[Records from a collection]
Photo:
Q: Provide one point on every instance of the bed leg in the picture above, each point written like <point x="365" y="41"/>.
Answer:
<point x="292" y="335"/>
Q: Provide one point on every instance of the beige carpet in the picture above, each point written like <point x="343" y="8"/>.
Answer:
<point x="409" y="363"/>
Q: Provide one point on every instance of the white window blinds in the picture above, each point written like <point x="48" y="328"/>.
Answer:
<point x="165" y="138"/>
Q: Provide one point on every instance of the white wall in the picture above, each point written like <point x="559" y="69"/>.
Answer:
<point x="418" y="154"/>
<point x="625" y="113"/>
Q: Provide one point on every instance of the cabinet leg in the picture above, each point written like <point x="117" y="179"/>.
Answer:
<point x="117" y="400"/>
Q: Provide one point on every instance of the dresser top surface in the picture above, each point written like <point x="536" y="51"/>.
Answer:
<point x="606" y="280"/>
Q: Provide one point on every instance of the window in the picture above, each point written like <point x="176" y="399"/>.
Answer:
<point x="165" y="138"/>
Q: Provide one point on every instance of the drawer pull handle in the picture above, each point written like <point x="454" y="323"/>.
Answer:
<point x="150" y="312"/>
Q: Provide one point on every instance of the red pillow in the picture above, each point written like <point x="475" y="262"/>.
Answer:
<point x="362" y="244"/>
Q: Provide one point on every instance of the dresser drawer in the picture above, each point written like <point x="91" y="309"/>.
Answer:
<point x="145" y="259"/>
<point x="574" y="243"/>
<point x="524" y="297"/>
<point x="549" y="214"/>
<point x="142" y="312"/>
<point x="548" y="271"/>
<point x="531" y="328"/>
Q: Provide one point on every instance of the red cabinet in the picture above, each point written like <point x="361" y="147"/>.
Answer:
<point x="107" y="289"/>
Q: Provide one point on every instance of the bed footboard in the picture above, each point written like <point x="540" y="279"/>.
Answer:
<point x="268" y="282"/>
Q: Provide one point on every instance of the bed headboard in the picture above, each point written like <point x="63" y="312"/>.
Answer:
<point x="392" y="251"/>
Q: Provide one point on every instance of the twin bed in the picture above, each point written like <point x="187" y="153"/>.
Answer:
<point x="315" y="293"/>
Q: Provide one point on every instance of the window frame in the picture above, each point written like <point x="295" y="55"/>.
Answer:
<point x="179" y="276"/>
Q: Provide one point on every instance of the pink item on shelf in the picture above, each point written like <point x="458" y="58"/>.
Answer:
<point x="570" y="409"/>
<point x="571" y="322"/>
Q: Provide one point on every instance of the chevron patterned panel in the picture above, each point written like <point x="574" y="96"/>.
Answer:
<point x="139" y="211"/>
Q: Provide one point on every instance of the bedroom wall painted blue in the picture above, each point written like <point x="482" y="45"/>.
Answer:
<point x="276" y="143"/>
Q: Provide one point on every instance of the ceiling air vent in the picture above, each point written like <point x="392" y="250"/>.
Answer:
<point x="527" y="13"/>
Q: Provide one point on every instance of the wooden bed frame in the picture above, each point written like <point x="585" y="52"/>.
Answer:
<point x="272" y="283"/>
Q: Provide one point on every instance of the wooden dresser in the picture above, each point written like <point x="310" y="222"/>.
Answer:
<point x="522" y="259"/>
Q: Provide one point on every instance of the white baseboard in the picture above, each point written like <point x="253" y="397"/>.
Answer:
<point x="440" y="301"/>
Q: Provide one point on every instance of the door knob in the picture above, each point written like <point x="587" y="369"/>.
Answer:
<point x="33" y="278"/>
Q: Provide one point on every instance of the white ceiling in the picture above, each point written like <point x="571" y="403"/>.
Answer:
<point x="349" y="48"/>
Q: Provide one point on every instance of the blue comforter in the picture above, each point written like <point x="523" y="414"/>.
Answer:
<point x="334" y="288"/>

Written exercise: Retype only the lines running from the line with "Q: Provide one point on every instance of the wooden bed" to the end of the listing, including both of those lines.

Exercise answer:
Q: Provide one point on every instance of the wooden bed frame in the picture above, each point written like <point x="585" y="52"/>.
Answer:
<point x="272" y="283"/>
Q: Provide one point on every instance of the wooden dresser in the picture above, each point written like <point x="310" y="222"/>.
Answer:
<point x="522" y="259"/>
Q: Provide one point on every instance of the white baseboard in the picture above, each point written like <point x="253" y="397"/>.
Answer:
<point x="440" y="301"/>
Q: Provide one point on every instance of the door knob in the picture above, each point written like <point x="587" y="369"/>.
Answer:
<point x="33" y="278"/>
Q: Provide one point on every instance of the white ceiling in the picture above, each point written like <point x="571" y="403"/>.
Answer:
<point x="349" y="48"/>
Q: Provide one point on every instance of the blue comforter in the picture above, each point written like <point x="523" y="414"/>.
Answer:
<point x="334" y="288"/>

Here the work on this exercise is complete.